## [Task 1]
In the Disarm article below, condense the paragraph beginning "Images are decoded via OpenCV" into a short bulleted list that keeps its main facts.

## [Excerpted text]
N0153.DEV

Project @ 2026-06-02T22:32:58.294976Z

The Problem It Solves

Every application that accepts user-uploaded files faces the same uncomfortable question: what exactly is in that file? A JPEG upload could carry embedded malware. A text file could contain script injection payloads, malicious Unicode, or dangerous URL schemes. An audio clip could be crafted with a bitrate designed to trigger a parsing bug in your decoder. The naive approach — checking the file extension and moving on — is plainly not enough.

Disarm is a Java library that takes a different approach: instead of trying to detect every known threat, it destroys the threat surface entirely by re-encoding every file from scratch. The output is always a clean, standard-compliant file with known-good properties. Whatever was hiding in the input doesn't survive the trip.

How It Works

Disarm's architecture is built around a layered defense model. Before a single byte of a file is handed to a codec, it passes through a multi-stage validation pipeline:

Path safety — traversal sequences (../, ./) and symlinks are rejected outright.
MIME whitelist — only explicitly permitted formats are accepted, checked against an immutable FormatRegistry.
File size enforcement — per-format size limits prevent resource exhaustion before any processing begins.
Codec whitelisting — audio and video codec strings are checked against a known-good list per container format.
Bitrate and sample rate bounds — values are validated against format-specific maximums (e.g. MP3 caps at 320 kbps, WAV at 4,608 kbps).
Duration limits — audio and video tracks are capped at a configurable maximum (default 5 minutes) before any decoding begins.

Only after all six gates pass does the actual re-encoding happen.

What It Handles

Disarm covers four media categories, each with its own sanitization logic:

Images

Images are decoded via OpenCV and re-scaled to configured maximum dimensions (default 512×512px), preserving aspect ratio. The output is always a clean raster with no embedded metadata or hidden payloads. As a bonus, Disarm supports optional watermarking: a logo image can be overlaid at any of five positions (top-left, top-right, bottom-left, bottom-right, or randomized), with configurable transparency.

## [Task 2]
In the rows, from the line containing "Give one point for each instance of the apartment" through the end of the rows, inclusive, replace "in this photo" with "in this image". Reproduce those lines with no other changes.

[Named object pointing entries]
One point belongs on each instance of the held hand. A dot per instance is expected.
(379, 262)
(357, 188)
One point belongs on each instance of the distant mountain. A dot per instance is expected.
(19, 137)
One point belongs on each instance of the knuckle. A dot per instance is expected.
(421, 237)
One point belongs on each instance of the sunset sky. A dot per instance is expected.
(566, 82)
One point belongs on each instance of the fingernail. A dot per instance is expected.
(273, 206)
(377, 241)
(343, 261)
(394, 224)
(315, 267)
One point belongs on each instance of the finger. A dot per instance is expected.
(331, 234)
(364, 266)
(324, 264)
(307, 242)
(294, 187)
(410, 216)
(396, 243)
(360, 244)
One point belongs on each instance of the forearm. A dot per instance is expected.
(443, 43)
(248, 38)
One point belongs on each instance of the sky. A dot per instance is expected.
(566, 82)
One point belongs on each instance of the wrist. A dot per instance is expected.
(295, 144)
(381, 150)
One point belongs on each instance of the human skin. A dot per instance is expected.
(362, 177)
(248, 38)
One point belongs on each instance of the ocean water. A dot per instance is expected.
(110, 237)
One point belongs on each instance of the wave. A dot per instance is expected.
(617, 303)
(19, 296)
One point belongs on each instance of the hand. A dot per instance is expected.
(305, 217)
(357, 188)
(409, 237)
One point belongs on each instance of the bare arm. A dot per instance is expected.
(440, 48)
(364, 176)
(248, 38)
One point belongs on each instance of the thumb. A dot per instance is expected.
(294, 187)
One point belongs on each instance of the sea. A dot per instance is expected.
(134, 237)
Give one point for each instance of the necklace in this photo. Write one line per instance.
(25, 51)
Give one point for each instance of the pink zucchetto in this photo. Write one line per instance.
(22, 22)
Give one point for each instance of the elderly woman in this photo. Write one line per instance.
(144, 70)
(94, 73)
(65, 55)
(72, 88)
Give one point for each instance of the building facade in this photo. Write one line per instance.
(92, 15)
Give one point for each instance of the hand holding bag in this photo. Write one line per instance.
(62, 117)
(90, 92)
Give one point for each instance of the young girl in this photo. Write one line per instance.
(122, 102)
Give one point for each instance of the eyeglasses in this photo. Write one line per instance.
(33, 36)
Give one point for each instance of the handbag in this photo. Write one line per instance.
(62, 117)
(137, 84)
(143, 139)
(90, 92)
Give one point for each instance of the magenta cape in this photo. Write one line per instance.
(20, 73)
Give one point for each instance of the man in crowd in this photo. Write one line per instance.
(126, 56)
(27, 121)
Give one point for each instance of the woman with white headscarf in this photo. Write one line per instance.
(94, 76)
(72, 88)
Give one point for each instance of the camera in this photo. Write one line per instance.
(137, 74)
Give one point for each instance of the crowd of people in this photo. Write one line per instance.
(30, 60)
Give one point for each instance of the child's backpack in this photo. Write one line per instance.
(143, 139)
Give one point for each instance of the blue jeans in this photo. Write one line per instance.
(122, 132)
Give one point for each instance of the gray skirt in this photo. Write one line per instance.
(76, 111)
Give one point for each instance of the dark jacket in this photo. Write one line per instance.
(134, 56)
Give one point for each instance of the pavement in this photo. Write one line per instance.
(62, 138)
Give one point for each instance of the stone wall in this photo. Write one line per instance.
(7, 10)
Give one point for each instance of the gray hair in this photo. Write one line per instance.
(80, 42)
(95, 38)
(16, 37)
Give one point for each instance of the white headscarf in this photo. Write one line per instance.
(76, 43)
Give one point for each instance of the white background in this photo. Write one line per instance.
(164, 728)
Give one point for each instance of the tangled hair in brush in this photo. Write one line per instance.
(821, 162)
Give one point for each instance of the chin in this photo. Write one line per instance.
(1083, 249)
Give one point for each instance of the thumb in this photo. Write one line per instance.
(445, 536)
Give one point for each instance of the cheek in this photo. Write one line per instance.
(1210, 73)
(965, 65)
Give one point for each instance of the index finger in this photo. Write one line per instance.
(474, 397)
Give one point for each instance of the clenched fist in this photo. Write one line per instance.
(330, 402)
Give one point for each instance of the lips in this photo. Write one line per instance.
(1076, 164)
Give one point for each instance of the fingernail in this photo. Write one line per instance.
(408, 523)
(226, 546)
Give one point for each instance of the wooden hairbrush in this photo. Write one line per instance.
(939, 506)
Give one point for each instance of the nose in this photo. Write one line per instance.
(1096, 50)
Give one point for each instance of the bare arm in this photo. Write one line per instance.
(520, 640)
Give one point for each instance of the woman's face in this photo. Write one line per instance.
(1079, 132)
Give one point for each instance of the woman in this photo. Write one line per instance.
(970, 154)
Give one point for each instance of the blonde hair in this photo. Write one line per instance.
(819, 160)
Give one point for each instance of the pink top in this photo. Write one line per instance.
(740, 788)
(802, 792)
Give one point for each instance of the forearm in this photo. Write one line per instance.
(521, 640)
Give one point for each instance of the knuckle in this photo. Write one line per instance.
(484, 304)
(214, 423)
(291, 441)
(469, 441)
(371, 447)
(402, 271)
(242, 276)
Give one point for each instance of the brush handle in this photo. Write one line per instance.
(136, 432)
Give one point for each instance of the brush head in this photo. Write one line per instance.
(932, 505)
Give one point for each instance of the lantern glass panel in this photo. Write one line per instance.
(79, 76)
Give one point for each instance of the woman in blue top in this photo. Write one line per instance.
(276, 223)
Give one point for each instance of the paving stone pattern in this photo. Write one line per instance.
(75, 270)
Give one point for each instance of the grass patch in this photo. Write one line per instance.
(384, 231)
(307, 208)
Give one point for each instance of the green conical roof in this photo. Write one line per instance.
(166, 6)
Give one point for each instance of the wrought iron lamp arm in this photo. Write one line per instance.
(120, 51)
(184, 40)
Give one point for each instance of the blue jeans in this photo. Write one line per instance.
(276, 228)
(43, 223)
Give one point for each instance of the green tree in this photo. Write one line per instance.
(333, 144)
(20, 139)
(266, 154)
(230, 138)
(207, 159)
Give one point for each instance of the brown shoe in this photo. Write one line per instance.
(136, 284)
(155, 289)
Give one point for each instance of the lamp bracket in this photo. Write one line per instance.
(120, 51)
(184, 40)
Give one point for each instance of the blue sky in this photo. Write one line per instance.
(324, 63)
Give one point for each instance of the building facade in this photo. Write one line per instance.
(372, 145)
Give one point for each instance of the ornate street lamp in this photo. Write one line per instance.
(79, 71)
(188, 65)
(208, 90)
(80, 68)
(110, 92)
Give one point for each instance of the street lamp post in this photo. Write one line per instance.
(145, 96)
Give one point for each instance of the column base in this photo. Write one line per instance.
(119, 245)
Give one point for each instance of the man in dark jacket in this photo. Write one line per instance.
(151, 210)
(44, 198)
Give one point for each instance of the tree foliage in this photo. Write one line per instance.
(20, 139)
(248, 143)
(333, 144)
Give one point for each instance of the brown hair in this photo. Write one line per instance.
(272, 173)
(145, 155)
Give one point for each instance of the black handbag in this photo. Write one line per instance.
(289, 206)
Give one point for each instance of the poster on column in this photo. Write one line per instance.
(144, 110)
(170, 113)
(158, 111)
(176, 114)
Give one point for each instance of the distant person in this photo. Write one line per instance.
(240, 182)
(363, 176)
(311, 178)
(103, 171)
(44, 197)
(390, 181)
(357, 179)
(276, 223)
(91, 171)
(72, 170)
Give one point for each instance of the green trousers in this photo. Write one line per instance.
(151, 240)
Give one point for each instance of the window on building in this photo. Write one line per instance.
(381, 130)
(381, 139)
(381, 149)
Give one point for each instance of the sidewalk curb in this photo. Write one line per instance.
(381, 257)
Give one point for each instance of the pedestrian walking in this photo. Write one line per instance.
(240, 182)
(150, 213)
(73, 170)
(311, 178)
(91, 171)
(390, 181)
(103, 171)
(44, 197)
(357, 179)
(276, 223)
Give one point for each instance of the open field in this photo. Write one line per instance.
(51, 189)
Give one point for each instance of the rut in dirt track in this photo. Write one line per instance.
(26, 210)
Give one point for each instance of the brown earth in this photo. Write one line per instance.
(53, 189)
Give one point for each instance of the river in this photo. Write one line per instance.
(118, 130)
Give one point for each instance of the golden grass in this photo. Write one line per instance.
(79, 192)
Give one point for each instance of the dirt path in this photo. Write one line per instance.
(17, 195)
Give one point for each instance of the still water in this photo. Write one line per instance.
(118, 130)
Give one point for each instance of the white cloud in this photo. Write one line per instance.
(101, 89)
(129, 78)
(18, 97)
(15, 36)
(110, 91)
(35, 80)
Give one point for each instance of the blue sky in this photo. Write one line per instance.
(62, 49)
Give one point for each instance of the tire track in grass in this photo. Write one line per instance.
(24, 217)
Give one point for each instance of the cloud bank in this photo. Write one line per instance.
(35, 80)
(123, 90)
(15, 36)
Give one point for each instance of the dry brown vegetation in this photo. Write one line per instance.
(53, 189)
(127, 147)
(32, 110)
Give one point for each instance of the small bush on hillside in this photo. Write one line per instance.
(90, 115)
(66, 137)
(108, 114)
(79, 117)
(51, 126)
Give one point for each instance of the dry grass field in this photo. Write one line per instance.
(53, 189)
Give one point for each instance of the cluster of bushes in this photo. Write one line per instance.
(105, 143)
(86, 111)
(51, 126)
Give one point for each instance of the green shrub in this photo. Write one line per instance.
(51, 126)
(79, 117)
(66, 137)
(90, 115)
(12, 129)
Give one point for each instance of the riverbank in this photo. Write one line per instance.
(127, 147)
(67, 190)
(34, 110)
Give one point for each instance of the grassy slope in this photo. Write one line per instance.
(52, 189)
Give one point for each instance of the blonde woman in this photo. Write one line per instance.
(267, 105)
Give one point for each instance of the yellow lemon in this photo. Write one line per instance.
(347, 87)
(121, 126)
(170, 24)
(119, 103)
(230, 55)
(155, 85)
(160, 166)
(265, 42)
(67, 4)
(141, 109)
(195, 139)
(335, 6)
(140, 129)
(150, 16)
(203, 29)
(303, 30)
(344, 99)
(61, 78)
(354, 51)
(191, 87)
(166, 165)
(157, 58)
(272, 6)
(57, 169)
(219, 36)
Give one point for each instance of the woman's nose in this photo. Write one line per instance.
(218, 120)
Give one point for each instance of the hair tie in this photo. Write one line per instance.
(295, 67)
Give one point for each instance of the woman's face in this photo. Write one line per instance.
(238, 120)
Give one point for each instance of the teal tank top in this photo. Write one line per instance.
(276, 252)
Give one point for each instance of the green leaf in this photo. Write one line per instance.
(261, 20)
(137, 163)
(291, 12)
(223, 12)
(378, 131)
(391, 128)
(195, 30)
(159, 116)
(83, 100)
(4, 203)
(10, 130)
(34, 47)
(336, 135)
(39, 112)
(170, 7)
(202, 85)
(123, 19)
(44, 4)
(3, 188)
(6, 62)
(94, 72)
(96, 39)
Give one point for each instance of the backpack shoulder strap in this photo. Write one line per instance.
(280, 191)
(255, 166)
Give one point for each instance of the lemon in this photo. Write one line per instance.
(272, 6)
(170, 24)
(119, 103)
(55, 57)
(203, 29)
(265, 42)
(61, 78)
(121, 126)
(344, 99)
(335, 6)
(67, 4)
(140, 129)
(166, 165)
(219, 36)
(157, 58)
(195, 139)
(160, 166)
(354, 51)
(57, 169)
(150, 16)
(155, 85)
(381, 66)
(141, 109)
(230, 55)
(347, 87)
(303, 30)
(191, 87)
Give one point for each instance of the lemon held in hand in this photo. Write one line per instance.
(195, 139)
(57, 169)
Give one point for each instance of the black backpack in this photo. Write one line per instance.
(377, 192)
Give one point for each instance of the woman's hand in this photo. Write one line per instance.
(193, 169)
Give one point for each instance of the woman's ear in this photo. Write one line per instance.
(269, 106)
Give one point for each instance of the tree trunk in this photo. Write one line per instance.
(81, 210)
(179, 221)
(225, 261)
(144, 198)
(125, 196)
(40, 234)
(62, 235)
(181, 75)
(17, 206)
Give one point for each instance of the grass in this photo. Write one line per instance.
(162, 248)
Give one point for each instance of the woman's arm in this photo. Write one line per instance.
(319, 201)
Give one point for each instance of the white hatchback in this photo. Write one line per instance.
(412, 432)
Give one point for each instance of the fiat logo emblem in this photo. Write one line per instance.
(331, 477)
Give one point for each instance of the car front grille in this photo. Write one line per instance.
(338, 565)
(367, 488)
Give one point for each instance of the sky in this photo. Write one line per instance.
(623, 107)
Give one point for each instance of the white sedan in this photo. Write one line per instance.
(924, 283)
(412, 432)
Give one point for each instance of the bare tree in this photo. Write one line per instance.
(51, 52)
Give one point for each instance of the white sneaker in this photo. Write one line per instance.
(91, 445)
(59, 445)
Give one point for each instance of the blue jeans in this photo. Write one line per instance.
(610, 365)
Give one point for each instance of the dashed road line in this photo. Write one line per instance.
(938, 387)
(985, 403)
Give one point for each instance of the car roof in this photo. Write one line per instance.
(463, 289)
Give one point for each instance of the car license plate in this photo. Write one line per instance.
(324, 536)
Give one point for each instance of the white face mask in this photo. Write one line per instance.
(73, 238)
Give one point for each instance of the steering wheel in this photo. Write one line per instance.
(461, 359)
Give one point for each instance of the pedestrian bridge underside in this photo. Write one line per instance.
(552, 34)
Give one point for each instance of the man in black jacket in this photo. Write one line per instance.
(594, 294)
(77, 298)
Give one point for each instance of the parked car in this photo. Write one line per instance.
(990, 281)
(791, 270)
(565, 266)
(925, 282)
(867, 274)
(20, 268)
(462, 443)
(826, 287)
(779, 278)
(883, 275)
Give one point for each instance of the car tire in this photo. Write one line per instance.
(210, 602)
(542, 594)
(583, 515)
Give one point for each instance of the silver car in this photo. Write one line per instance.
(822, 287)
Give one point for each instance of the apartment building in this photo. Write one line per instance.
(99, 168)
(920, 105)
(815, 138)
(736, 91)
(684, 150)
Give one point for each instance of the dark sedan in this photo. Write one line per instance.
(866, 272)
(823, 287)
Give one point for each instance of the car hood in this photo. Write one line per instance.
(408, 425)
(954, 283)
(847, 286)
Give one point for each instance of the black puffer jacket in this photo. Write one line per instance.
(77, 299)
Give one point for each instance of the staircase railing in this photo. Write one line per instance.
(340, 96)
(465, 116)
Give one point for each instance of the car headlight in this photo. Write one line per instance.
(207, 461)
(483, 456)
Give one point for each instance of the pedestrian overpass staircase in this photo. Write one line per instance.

## [Task solution 1]
- Images are decoded with OpenCV and rescaled to configured maximum dimensions (default 512×512px), with aspect ratio preserved.
- The output is always a clean raster with no embedded metadata or hidden payloads.
- Optional watermarking overlays a logo image at one of five positions (top-left, top-right, bottom-left, bottom-right, or randomized).
- Watermark transparency is configurable.

## [Task solution 2]
Give one point for each instance of the apartment building in this image. Write one line per instance.
(99, 168)
(920, 105)
(815, 138)
(736, 91)
(684, 150)
Give one point for each instance of the dark sedan in this image. Write one line per instance.
(866, 272)
(823, 287)
Give one point for each instance of the car hood in this image. Write one line per instance.
(408, 425)
(954, 283)
(847, 286)
Give one point for each instance of the black puffer jacket in this image. Write one line per instance.
(77, 299)
Give one point for each instance of the staircase railing in this image. Write one line per instance.
(340, 96)
(465, 116)
Give one point for each instance of the car headlight in this image. Write one line per instance.
(207, 461)
(483, 456)
Give one point for each instance of the pedestrian overpass staircase in this image. Write one line per instance.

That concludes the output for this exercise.